• [Stated task] Reproduce all of the following lines, requests included, adding 23 to each number in the pixel coordinates that answer them. Leave the pictures out of your answer.

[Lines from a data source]
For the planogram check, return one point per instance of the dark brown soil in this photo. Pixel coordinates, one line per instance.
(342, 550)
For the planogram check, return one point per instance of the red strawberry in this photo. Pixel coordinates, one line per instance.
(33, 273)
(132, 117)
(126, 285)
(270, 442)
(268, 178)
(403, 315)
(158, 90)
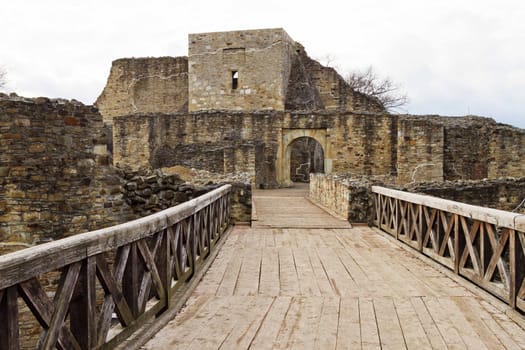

• [Reply]
For the planogram check, return one point per instance of the dark brown soil in this photo. Pixel coordinates, one line per instance.
(365, 573)
For the planogram check, return one point per instance of the red strawberry in this photo. Pixel coordinates, one line per instance.
(56, 296)
(155, 140)
(149, 308)
(293, 465)
(291, 201)
(426, 338)
(181, 113)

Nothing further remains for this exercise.